* Textauszug *

::::::::::

Kishwar Desai: Das geliehene Kind (Btb)

Simran Singh ist Sozialarbeiterin in Mumbai und die Hauptfigur in Kishwar Desais Roman Das geliehene Kind, der bei btb als Taschenbuch erschienen ist.

In Delhi kommt ein Mädchen zur Welt, ausgetragen von einer indischen Leihmutter und sehnsüchtig erwartet von den europäischen Eltern aus London. Doch das Wunschkind hat einen schrecklichen Makel: es ist mit HIV infiziert. Und die Eltern der Kleinen sterben kurz nach der Geburt unter mysteriösen Umständen bei einem Unfall. Die engagierte Sozialarbeiterin Simran Singh wird zu Hilfe gerufen, um die Hintergründe zu klären. Und stößt auf eine Baby-Industrie, die aus dem Kinderwunsch verzweifelter Paare Profit macht und dafür, wenn es sein muss, auch über Leichen geht.

Kishwar Desai bezeichnet ihre Romane als soziale Thriller. Es sind Romane, die am Puls des heutigen Indiens platziert sind, die das Gemenge von Ungleichheit und Ungerechtigkeit verbunden mit kulturellen Traditionen offenlegen. Ihr Roman ist harte aber notwendige Lektüre. Desai beschreibt die Kliniken, in denen bitterarme junge Inderinnen auf wirtschaftlichen und familiären Druck hin gezwungen sind zu gebären. So sind diese Kliniken auch nicht mehr als blosse Gebärbatterien für hoffnungsvolle Pärchen aus dem Westen, die ihre Embryonen per Kurier nach Mumbai schicken lassen. Wenn das Baby ausgetragen ist, fliegen die Eltern hin und holen das Baby in der Klinik ab. Auftrag erfüllt! Während der episodische Charakter des Buches sich ein wenig anfühlt wie eine seifenoperartige Geschichte in einem Frauenmagazin, sind Desais Bücher in Indien Bestseller mit weitreichender Wirkung. Frauenpolitikerinnen hinterfragen mittlerweile die Praxis der Baby-Industrie und rücken diese in die öffentliche Wahrnehmung. Plötzlich bekommt der Roman Gewicht, ebenso verändern und provozieren zu können. Kishwar Desais Büchern könnte hier eine entscheidende Wichtigkeit zukommen.

::::::::::

* Rohdaten *
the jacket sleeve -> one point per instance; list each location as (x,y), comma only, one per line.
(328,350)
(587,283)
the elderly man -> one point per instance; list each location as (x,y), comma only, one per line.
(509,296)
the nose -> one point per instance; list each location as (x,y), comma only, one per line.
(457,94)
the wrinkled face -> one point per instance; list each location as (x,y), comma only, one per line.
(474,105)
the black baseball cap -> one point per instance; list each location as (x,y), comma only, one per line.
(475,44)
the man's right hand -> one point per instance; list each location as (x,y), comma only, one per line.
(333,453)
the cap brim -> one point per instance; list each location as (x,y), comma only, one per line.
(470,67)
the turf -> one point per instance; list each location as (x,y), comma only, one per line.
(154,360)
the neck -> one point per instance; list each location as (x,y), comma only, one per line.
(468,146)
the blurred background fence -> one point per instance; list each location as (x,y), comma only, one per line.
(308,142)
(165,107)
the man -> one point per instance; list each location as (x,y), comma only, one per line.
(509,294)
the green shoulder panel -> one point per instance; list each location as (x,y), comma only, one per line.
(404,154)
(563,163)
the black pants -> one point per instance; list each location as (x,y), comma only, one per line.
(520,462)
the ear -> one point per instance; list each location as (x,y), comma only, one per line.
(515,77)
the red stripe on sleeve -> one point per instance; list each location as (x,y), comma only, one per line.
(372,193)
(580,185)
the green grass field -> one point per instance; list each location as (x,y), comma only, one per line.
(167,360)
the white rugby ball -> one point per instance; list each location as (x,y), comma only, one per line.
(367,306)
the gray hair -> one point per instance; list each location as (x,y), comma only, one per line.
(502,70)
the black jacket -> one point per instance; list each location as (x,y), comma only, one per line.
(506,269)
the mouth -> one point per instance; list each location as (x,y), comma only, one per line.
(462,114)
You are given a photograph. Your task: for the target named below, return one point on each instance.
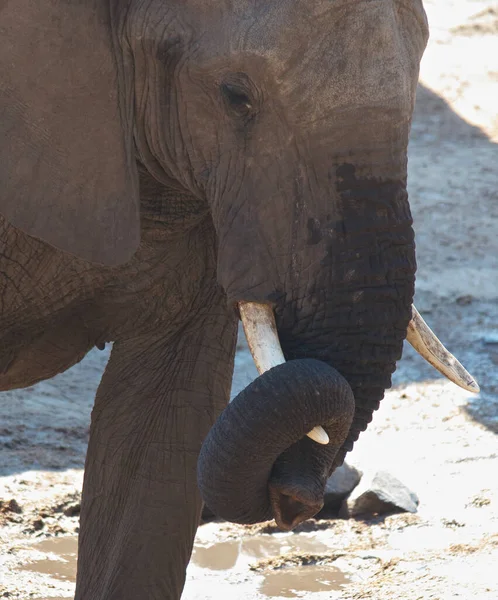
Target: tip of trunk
(292, 508)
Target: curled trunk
(255, 463)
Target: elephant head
(287, 123)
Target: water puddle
(223, 566)
(289, 583)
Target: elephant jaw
(262, 337)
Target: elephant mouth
(270, 453)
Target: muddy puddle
(264, 566)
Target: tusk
(425, 342)
(262, 338)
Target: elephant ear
(67, 170)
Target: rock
(38, 524)
(339, 485)
(380, 495)
(10, 506)
(207, 514)
(73, 509)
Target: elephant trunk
(258, 440)
(341, 319)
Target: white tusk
(425, 342)
(262, 338)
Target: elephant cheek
(255, 464)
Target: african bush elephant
(165, 167)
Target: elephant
(168, 168)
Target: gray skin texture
(161, 161)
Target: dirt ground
(438, 439)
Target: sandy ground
(438, 439)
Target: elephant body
(162, 162)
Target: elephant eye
(236, 99)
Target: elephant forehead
(350, 53)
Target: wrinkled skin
(263, 146)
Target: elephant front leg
(141, 506)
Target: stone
(380, 495)
(73, 509)
(339, 485)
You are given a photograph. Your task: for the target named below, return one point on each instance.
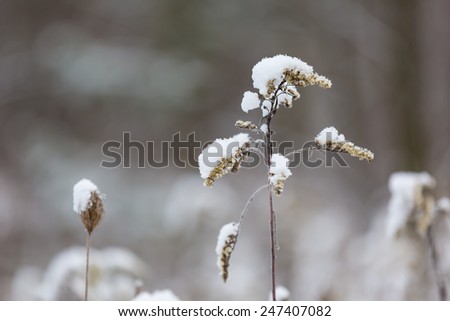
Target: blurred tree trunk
(433, 28)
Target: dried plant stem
(250, 200)
(268, 153)
(86, 285)
(440, 278)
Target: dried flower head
(225, 246)
(270, 73)
(223, 156)
(411, 202)
(278, 173)
(88, 203)
(330, 139)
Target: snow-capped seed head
(264, 128)
(225, 246)
(245, 125)
(281, 293)
(330, 139)
(250, 101)
(269, 73)
(410, 201)
(88, 203)
(279, 172)
(285, 99)
(328, 136)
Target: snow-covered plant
(412, 207)
(88, 204)
(277, 81)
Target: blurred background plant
(75, 74)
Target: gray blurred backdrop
(75, 74)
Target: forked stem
(440, 279)
(268, 154)
(86, 285)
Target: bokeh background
(75, 74)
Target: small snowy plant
(412, 208)
(88, 204)
(277, 81)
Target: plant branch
(250, 200)
(440, 278)
(86, 285)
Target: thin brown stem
(86, 285)
(272, 243)
(268, 152)
(440, 279)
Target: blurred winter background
(75, 74)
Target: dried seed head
(88, 203)
(225, 245)
(232, 152)
(278, 173)
(245, 125)
(411, 203)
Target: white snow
(279, 168)
(402, 186)
(82, 194)
(250, 101)
(329, 135)
(226, 230)
(220, 148)
(271, 69)
(285, 99)
(158, 295)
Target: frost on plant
(413, 208)
(410, 202)
(225, 245)
(330, 139)
(88, 203)
(284, 72)
(158, 295)
(277, 81)
(223, 156)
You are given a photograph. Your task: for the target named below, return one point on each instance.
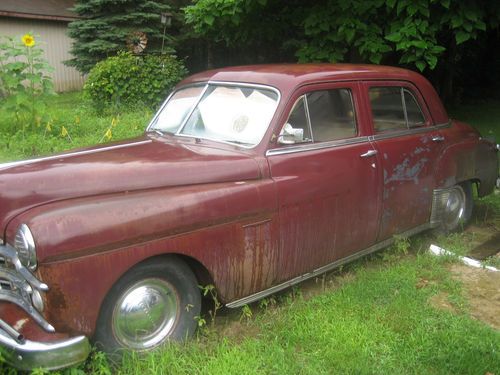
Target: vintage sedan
(250, 179)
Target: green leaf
(421, 65)
(209, 19)
(456, 21)
(394, 37)
(462, 37)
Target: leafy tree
(415, 33)
(105, 25)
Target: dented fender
(85, 245)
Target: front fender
(85, 245)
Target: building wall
(51, 36)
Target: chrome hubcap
(455, 207)
(145, 314)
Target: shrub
(128, 80)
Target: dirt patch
(441, 301)
(482, 289)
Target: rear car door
(327, 182)
(408, 144)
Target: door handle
(369, 153)
(437, 138)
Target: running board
(319, 271)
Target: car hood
(138, 164)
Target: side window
(332, 114)
(327, 114)
(387, 109)
(394, 108)
(297, 128)
(415, 116)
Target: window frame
(404, 86)
(303, 96)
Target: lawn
(375, 316)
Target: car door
(408, 145)
(327, 181)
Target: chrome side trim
(412, 131)
(63, 156)
(316, 146)
(53, 355)
(264, 293)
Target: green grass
(379, 321)
(85, 128)
(372, 317)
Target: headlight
(25, 246)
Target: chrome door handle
(369, 153)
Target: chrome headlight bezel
(24, 243)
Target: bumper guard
(27, 355)
(18, 286)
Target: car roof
(287, 77)
(280, 75)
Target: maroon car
(250, 179)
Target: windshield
(233, 114)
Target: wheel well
(201, 273)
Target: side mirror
(290, 135)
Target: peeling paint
(405, 172)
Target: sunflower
(28, 40)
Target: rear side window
(394, 108)
(322, 116)
(332, 114)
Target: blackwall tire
(458, 210)
(153, 303)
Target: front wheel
(458, 208)
(155, 302)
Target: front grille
(17, 285)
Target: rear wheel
(458, 208)
(155, 302)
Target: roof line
(37, 16)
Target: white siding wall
(55, 43)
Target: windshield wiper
(236, 141)
(160, 132)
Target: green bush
(126, 80)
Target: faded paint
(251, 221)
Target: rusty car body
(250, 179)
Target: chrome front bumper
(19, 286)
(27, 355)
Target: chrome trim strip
(256, 224)
(11, 331)
(264, 293)
(316, 146)
(401, 133)
(76, 153)
(308, 116)
(53, 355)
(186, 119)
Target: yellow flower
(28, 40)
(108, 134)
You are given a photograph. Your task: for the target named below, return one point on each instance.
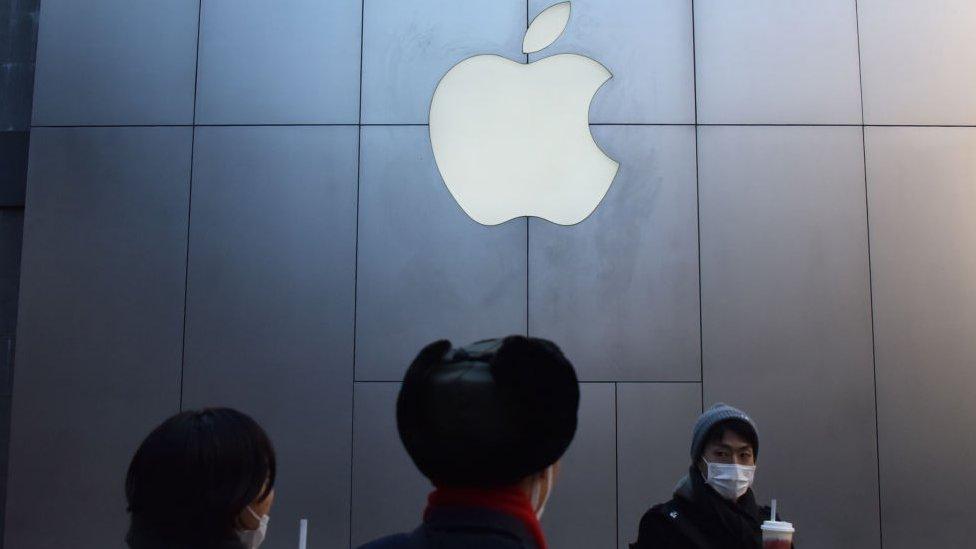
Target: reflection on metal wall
(280, 240)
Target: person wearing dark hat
(487, 424)
(713, 507)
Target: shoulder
(658, 527)
(396, 541)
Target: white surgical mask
(731, 481)
(540, 506)
(252, 539)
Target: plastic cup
(777, 535)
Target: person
(713, 507)
(487, 424)
(201, 480)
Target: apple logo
(513, 139)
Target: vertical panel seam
(616, 462)
(189, 205)
(528, 223)
(355, 290)
(701, 338)
(867, 227)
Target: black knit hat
(488, 414)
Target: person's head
(725, 448)
(202, 476)
(496, 413)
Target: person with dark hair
(713, 507)
(201, 480)
(487, 424)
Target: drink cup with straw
(777, 534)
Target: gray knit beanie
(714, 415)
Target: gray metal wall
(235, 203)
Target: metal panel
(619, 291)
(653, 78)
(923, 253)
(654, 423)
(409, 46)
(100, 330)
(294, 61)
(426, 270)
(270, 306)
(388, 492)
(13, 168)
(762, 61)
(11, 237)
(115, 62)
(582, 513)
(787, 321)
(916, 61)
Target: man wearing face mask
(487, 424)
(713, 506)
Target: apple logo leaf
(546, 27)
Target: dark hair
(737, 426)
(194, 475)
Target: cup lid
(778, 526)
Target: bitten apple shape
(513, 139)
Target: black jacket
(462, 528)
(698, 518)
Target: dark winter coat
(462, 528)
(697, 517)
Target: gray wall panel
(270, 306)
(786, 318)
(917, 61)
(293, 61)
(115, 62)
(619, 291)
(924, 262)
(582, 511)
(409, 46)
(764, 61)
(100, 326)
(653, 78)
(388, 492)
(654, 423)
(426, 270)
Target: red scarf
(510, 500)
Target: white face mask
(540, 506)
(731, 481)
(252, 539)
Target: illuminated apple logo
(513, 139)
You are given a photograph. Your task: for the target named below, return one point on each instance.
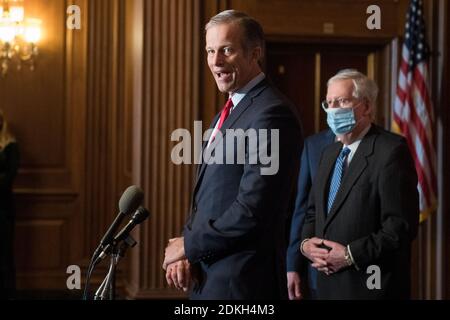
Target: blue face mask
(340, 120)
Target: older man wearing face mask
(364, 209)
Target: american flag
(413, 110)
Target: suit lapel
(354, 171)
(228, 123)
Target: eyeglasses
(341, 102)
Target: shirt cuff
(351, 257)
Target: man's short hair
(252, 30)
(363, 87)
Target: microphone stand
(108, 287)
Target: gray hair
(363, 87)
(252, 30)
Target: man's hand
(336, 257)
(294, 286)
(313, 251)
(174, 251)
(179, 275)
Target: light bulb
(32, 32)
(7, 30)
(16, 13)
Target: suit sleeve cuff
(351, 257)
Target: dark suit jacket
(376, 212)
(236, 231)
(312, 150)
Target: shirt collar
(237, 96)
(354, 145)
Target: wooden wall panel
(46, 109)
(170, 89)
(307, 18)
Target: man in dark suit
(296, 263)
(235, 236)
(363, 212)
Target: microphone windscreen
(131, 199)
(140, 215)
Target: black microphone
(128, 203)
(138, 217)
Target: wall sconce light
(18, 36)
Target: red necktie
(223, 116)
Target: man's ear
(257, 53)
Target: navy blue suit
(235, 236)
(375, 213)
(312, 150)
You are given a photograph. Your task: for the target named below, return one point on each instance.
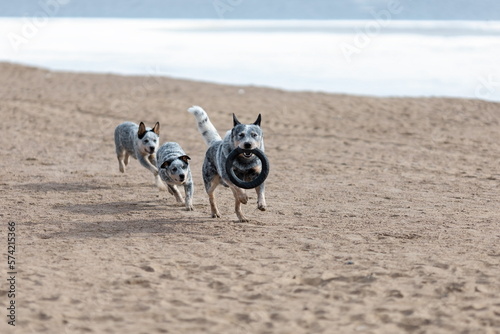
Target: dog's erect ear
(257, 122)
(141, 131)
(185, 158)
(235, 120)
(156, 128)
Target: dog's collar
(142, 136)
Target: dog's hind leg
(174, 191)
(261, 198)
(210, 187)
(122, 157)
(189, 189)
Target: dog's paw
(243, 219)
(243, 198)
(160, 185)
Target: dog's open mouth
(247, 154)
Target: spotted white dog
(138, 142)
(173, 166)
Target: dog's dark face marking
(148, 139)
(177, 169)
(246, 136)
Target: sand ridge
(382, 212)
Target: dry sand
(383, 213)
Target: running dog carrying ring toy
(255, 182)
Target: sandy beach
(383, 213)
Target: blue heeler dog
(140, 143)
(173, 166)
(247, 166)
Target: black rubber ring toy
(255, 182)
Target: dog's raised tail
(206, 128)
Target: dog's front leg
(188, 190)
(172, 188)
(239, 197)
(261, 198)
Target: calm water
(396, 58)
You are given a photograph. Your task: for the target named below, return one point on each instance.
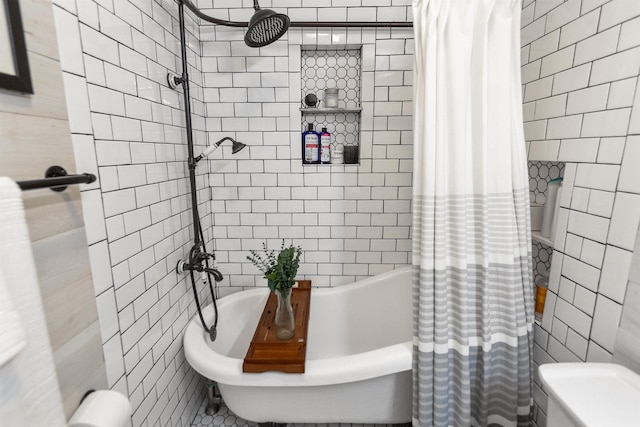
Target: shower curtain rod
(301, 24)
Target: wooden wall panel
(34, 134)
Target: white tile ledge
(537, 237)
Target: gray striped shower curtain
(472, 272)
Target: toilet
(591, 395)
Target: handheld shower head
(237, 146)
(265, 26)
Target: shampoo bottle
(325, 146)
(311, 145)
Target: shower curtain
(472, 272)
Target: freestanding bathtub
(358, 367)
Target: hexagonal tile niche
(324, 68)
(540, 173)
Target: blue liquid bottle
(310, 145)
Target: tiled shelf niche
(333, 67)
(540, 174)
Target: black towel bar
(56, 179)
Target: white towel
(29, 392)
(12, 337)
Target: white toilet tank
(591, 395)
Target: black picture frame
(21, 80)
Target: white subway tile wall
(351, 221)
(580, 67)
(129, 129)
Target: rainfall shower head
(237, 146)
(265, 26)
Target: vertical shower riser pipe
(189, 126)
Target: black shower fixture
(237, 146)
(265, 26)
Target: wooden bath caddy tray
(268, 353)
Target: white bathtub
(358, 367)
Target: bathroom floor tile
(226, 418)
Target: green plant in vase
(280, 271)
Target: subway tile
(68, 35)
(93, 216)
(579, 150)
(581, 273)
(561, 228)
(588, 5)
(532, 32)
(615, 273)
(629, 181)
(107, 314)
(598, 46)
(621, 93)
(572, 317)
(611, 150)
(584, 299)
(551, 107)
(606, 123)
(580, 199)
(98, 45)
(587, 100)
(629, 34)
(577, 344)
(566, 291)
(106, 101)
(599, 177)
(617, 11)
(538, 89)
(556, 270)
(544, 45)
(567, 184)
(624, 220)
(557, 61)
(543, 7)
(580, 29)
(564, 127)
(549, 311)
(85, 157)
(535, 130)
(100, 266)
(619, 66)
(572, 79)
(590, 226)
(563, 14)
(114, 365)
(597, 354)
(634, 125)
(605, 322)
(559, 332)
(601, 203)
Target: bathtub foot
(213, 399)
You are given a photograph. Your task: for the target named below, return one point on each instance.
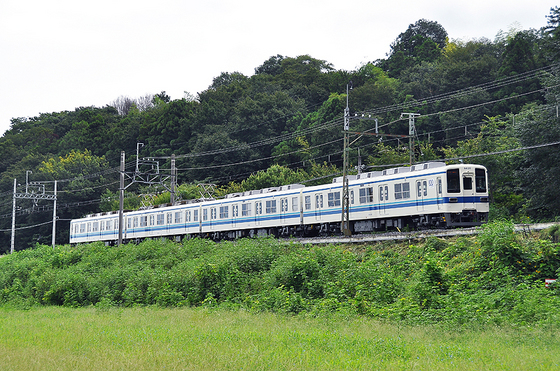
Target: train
(426, 195)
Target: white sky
(61, 54)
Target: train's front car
(466, 195)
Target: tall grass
(148, 338)
(496, 278)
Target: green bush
(495, 278)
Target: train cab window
(467, 183)
(270, 206)
(334, 199)
(453, 183)
(246, 209)
(224, 212)
(318, 201)
(295, 204)
(366, 195)
(480, 180)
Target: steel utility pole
(35, 195)
(345, 223)
(411, 133)
(121, 198)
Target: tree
(551, 39)
(421, 42)
(272, 66)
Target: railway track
(399, 236)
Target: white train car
(420, 196)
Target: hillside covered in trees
(492, 102)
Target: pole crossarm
(35, 196)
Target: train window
(270, 206)
(295, 204)
(467, 183)
(334, 199)
(318, 201)
(307, 202)
(284, 205)
(453, 183)
(246, 209)
(366, 195)
(402, 191)
(480, 180)
(224, 212)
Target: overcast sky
(61, 54)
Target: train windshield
(453, 181)
(480, 180)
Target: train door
(421, 193)
(258, 212)
(439, 192)
(318, 205)
(234, 214)
(283, 209)
(383, 198)
(468, 191)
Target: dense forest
(493, 102)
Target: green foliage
(495, 278)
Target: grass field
(150, 338)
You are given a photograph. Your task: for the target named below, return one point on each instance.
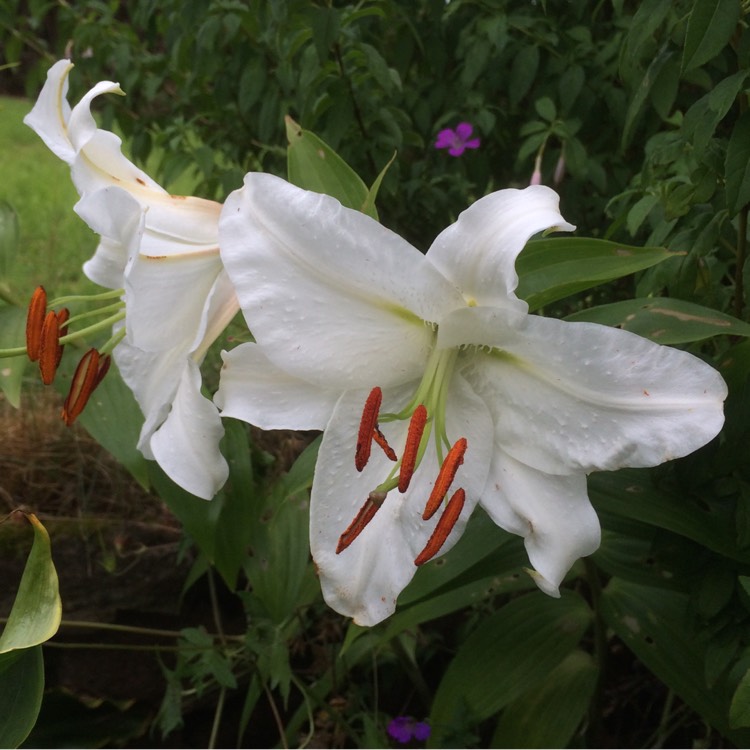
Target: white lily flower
(519, 408)
(163, 250)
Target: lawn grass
(53, 241)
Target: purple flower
(456, 141)
(405, 728)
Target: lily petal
(51, 112)
(119, 219)
(552, 513)
(478, 252)
(187, 443)
(365, 579)
(255, 390)
(333, 296)
(571, 397)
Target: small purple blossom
(458, 140)
(405, 728)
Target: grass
(53, 241)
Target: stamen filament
(367, 426)
(366, 513)
(101, 325)
(444, 526)
(411, 449)
(110, 294)
(35, 322)
(446, 475)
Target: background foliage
(647, 104)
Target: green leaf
(21, 690)
(112, 417)
(664, 320)
(629, 493)
(659, 627)
(739, 710)
(13, 327)
(35, 615)
(510, 653)
(8, 239)
(369, 205)
(545, 108)
(737, 165)
(553, 268)
(702, 118)
(641, 94)
(710, 27)
(522, 72)
(313, 165)
(562, 700)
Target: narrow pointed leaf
(313, 165)
(710, 27)
(562, 699)
(35, 615)
(737, 168)
(510, 653)
(553, 268)
(658, 625)
(665, 320)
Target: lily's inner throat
(426, 412)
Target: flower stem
(739, 285)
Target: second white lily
(432, 382)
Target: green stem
(601, 651)
(739, 284)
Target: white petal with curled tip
(570, 397)
(365, 579)
(153, 377)
(552, 513)
(255, 390)
(118, 218)
(166, 299)
(49, 116)
(186, 445)
(333, 297)
(478, 252)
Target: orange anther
(379, 438)
(444, 526)
(35, 321)
(49, 348)
(446, 475)
(364, 516)
(89, 373)
(411, 449)
(367, 426)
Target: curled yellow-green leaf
(37, 609)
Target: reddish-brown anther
(49, 348)
(446, 475)
(367, 426)
(379, 438)
(444, 526)
(411, 449)
(35, 322)
(364, 516)
(89, 373)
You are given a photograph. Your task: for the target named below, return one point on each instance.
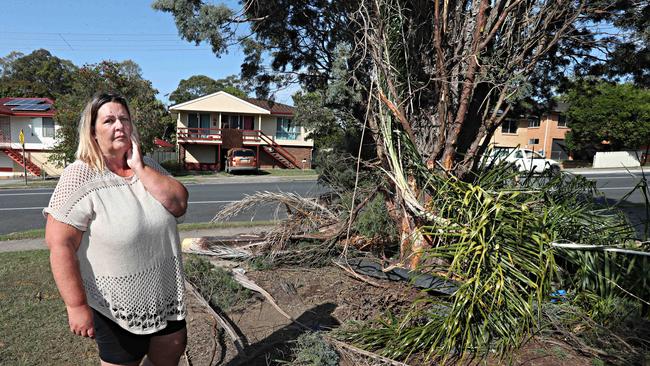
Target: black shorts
(117, 345)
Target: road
(616, 185)
(20, 209)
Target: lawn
(33, 322)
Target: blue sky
(89, 31)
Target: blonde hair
(88, 150)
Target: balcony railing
(284, 135)
(215, 135)
(202, 134)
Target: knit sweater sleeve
(70, 203)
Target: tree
(148, 114)
(618, 114)
(300, 38)
(627, 48)
(199, 85)
(39, 74)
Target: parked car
(240, 159)
(524, 160)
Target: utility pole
(21, 137)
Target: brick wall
(300, 153)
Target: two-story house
(34, 117)
(543, 134)
(210, 125)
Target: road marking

::::::::::

* Übungsaufgaben *
**A)** Übertragen Sie diesen Satz aus dem Textauszug zum Roman „Das geliehene Kind“ ins Englische: „Wenn das Baby ausgetragen ist, fliegen die Eltern hin und holen das Baby in der Klinik ab.“
**B)** Führen Sie den Textauszug zum Roman „Das geliehene Kind“ im Anschluss an seinen letzten Satz weiter.

* Lösungen *
**A)** Once the baby has been carried to term, the parents fly there and pick up the baby at the clinic.

**B)**
Kishwar Desai wuchs in Indien auf. Dort arbeitete sie viele Jahre als TV-Journalistin, unter anderem als Nachrichtenkorrespondentin, Produzentin und CEO eines Fernsehsenders. Als sie vor acht Jahren nach London zog, wandte sie sich verstärkt dem Schreiben zu. Sie widmet sich aktuellen Fragen der indischen Gesellschaft und ist in den indischen Medien stets präsent. Für ihr Romandebüt  Die Überlebende, der erste Fall für Simran Singh, ist Kishwar Desai mit dem renommierten Costa First Novel Award ausgezeichnet worden. Sie lebt mit ihrem zweiten Ehemann, dem Parlamentarier und Ökonomen Meghnad Desai, in London.

Das geliehene Kind  von Kishwar Desai ist bei Btb als Taschenbuch erschienen.